São Paulo, sábado, 09 de janeiro de 2010

Texto Anterior | Próximo Texto | Índice

Jobim vai cobrar de Lula a revisão do programa

ELIANE CANTANHÊDE
COLUNISTA DA FOLHA

O ministro da Defesa, Nelson Jobim, vai se reunir na semana que vem com o presidente Lula para revisar o terceiro Plano Nacional de Direitos Humanos. Jobim quer que a futura comissão da verdade possa, em tese, investigar os dois lados envolvidos, o da repressão e o da esquerda armada, mas há resistência das pastas da Justiça e Direitos Humanos.
O plano, que encontra fortes reações também na Igreja Católica, no setor ruralista, e de entidades de comunicação, se tornou o principal e mais complexo problema político de Lula no início de 2010, ano da campanha sucessória.
O presidente se comprometeu com Jobim a promover a revisão numa conversa dos dois na Base Aérea de Brasília no dia 22 de dezembro, um dia depois do lançamento oficial do plano e em meio à ameaça de demissão dos comandantes das Forças Armadas. No dia seguinte, o ministro comunicou a decisão a eles, que aguardam a concretização do acordo.
A área política do governo, porém, duvida da revisão e teme que o problema se desloque de lado: o principal responsável pelo plano, o ministro de Direitos Humanos, Paulo Vannuchi, é quem poderia pedir demissão. Ao mesmo tempo em que prometeu mudar os pontos que geram tensão entre os militares, Lula não quer perder apoio de uma área tão forte, em um ano eleitoral.
A proposta original de Jobim, depois de ouvir Exército, Marinha e Aeronáutica, era a criação de uma comissão da verdade e da reconciliação, seguindo o modelo da África do Sul. Ele e os militares reclamam que Vannuchi não acatou nenhuma das sugestões da área militar.
Há duas opções para mexer na diretriz 23, do 6º capítulo, que fala em violações de Direitos Humanos "praticadas no contexto da repressão política" da época da ditadura militar (1964-1985). Como está, prevê apuração só de torturas praticados por militares. Jobim defende que haja abertura para investigar também assaltos a bancos, sequestros e mortes promovidos pelos militantes da esquerda armada.

Mudanças
Há duas formas possíveis para isso. Ou o texto passa a falar em violações praticadas "no contexto de conflitos políticos e da repressão política", ou a se referir diretamente a "violações de Direitos Humanos ocorridas no Brasil", sem indicar quem as teria cometido.

**********

Como fica o trecho da reportagem sobre o plano de direitos humanos, começando nas palavras "O ministro da" e parando depois de "da campanha sucessória.", se você trocar "esquerda armada" por "guerrilha de esquerda"?

**********

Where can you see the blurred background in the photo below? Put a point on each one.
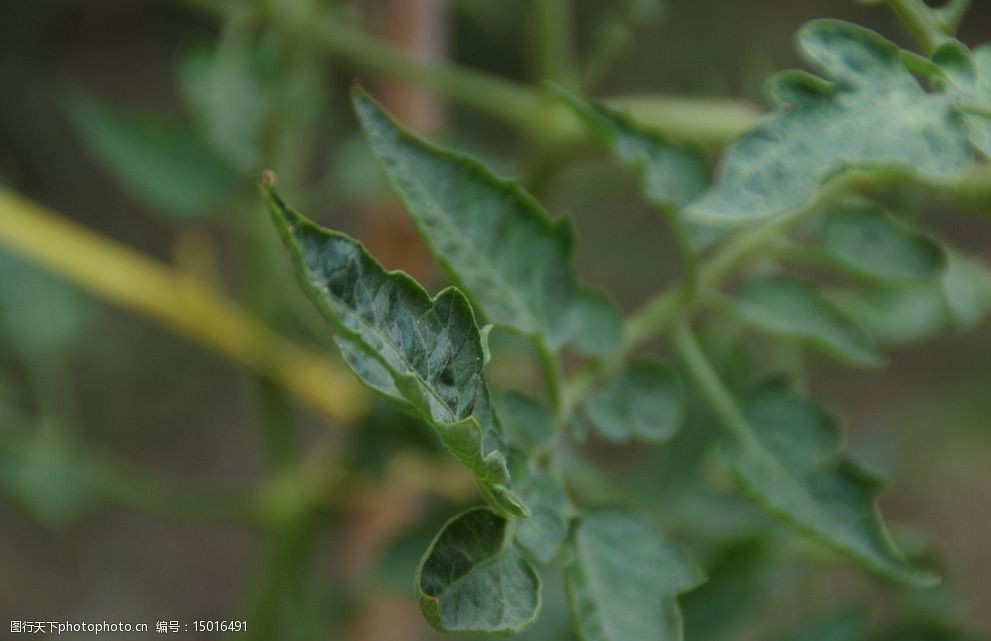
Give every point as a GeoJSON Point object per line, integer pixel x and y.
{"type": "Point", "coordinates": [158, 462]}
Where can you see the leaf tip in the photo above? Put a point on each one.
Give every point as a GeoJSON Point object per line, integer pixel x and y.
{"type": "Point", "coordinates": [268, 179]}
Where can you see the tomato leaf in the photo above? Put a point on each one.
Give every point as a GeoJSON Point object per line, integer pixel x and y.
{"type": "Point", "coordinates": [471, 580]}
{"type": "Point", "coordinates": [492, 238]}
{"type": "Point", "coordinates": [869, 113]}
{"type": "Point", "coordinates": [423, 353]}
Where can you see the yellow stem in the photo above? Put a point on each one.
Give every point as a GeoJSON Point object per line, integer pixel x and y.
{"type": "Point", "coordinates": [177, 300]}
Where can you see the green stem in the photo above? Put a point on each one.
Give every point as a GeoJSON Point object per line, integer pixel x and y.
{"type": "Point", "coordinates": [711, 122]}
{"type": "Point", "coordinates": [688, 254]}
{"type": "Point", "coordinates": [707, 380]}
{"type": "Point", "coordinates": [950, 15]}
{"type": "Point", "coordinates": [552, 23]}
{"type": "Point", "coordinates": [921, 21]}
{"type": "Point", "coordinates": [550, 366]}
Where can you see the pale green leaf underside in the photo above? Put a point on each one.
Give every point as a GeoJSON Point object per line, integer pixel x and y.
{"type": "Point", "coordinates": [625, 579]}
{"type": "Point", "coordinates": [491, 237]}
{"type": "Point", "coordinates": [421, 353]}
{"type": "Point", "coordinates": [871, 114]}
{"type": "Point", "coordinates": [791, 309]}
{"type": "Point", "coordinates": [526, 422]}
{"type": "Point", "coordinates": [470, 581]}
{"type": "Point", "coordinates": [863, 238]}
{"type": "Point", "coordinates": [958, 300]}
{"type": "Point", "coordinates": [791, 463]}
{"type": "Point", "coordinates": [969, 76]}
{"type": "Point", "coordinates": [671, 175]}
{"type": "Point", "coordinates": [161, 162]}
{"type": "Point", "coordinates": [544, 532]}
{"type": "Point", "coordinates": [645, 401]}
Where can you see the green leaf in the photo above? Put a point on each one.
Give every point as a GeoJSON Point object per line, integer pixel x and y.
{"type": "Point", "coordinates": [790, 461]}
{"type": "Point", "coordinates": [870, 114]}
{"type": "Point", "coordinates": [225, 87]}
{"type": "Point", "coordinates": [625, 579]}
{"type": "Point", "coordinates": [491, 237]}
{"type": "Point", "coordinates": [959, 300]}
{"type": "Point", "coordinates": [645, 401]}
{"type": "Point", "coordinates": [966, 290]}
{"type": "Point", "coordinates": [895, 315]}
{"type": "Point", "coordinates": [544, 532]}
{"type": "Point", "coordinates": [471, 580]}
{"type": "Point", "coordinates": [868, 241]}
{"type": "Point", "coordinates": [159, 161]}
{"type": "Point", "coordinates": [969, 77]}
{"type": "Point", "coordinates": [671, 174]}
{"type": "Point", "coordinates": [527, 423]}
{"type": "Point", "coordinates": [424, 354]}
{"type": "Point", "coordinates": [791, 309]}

**********

Sua resposta:
O ministro da Defesa, Nelson Jobim, vai se reunir na semana que vem com o presidente Lula para revisar o terceiro Plano Nacional de Direitos Humanos. Jobim quer que a futura comissão da verdade possa, em tese, investigar os dois lados envolvidos, o da repressão e o da guerrilha de esquerda, mas há resistência das pastas da Justiça e Direitos Humanos.
O plano, que encontra fortes reações também na Igreja Católica, no setor ruralista, e de entidades de comunicação, se tornou o principal e mais complexo problema político de Lula no início de 2010, ano da campanha sucessória.